SET EXERCISE:
Collect every line of the records below that contains the string "target", and copy each one unchanged.

RECORDS SUPPLIED:
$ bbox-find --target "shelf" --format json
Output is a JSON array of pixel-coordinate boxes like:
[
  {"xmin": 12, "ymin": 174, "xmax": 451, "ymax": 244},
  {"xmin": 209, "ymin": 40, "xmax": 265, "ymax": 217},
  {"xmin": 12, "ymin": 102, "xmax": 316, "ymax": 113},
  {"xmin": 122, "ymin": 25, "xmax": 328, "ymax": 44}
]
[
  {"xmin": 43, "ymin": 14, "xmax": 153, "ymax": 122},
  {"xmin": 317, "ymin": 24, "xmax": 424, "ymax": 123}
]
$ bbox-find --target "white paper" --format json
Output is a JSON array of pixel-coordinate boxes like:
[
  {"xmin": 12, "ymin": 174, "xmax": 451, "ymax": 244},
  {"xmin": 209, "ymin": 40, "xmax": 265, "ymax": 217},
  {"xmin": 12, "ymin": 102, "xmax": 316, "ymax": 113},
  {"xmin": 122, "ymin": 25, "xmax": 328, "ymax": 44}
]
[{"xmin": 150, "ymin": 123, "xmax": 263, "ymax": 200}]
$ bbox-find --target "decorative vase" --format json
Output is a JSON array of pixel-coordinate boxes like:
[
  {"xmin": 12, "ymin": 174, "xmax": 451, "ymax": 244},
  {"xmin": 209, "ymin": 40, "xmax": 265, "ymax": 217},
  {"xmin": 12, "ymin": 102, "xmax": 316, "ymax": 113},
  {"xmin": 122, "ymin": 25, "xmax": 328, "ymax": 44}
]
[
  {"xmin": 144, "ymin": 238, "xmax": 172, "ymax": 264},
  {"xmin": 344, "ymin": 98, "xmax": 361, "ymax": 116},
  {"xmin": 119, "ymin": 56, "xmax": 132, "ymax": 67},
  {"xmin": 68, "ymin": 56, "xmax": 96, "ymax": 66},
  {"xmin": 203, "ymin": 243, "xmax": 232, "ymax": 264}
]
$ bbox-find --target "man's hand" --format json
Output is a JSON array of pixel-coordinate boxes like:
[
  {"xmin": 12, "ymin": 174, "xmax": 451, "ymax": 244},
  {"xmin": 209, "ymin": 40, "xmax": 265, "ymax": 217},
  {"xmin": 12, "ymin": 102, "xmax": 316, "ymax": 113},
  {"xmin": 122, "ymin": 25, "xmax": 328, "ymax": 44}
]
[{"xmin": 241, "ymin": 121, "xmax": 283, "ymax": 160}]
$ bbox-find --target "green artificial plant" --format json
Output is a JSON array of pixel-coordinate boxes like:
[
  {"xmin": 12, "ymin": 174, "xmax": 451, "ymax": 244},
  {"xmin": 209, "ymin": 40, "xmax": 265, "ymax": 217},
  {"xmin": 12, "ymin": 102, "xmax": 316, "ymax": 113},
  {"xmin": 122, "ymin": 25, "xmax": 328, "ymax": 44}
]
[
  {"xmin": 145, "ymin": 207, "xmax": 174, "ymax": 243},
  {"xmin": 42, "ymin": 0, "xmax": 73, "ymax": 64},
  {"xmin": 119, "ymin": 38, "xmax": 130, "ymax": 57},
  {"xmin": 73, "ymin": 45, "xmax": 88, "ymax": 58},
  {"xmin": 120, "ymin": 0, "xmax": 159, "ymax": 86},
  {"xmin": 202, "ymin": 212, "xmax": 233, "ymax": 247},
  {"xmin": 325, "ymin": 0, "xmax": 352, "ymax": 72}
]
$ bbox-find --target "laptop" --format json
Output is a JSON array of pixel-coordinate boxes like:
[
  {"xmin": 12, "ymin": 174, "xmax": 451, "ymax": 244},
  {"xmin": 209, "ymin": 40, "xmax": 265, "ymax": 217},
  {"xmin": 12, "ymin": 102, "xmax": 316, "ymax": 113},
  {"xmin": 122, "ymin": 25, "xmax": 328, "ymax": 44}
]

ANSWER IN FULL:
$ bbox-find --target "shelf" --format json
$ bbox-find --target "white paper" --format json
$ bbox-find --target "decorative vase" --format json
$ bbox-find --target "man's hand" --format json
$ bbox-find --target "green artificial plant" --format json
$ bbox-find --target "laptop" --format json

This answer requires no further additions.